### Exercise objective
Where a picture appears, skip it and copy everything else in the listing exactly.

### Provided records
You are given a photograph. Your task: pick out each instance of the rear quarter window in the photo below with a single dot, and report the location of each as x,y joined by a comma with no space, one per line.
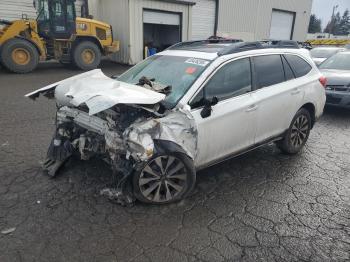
269,70
299,66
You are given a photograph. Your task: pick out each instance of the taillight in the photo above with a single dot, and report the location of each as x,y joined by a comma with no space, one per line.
323,81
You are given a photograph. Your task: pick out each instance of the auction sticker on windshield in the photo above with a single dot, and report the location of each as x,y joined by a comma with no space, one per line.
197,61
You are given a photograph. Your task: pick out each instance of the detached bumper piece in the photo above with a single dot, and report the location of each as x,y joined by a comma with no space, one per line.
58,153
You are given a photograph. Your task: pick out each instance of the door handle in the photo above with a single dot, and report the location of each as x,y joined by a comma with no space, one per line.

### Response
You are given a photograph. Your task: pick out each instance of the rear quarter window in the photo below with a single dot, and report the location of each as x,y joined by a comma with no space, one per line.
269,70
299,66
You are given a photograph. Your task: pick out each instance of the taillight in the photo above with a single dot, and report the location of each as x,y joined by a comma with no space, one per line.
323,81
You are given a photograph. Your task: pick out each instance of the auction sticker on windshield in the photo above with a single dot, and report the location of each as x,y joined by a comma with no space, one per line.
197,61
You are given a photograph. Your task: pick out each instance of the detached bumper piece in the photo above with a single dot, and report the location of each as x,y joined by a comma with no space, one per line.
58,153
You are given a photograph. Your task: pick out each instance of the door handle in the photo above with a single dot, and report the location of each as x,y joined by a comma with no space, one per line.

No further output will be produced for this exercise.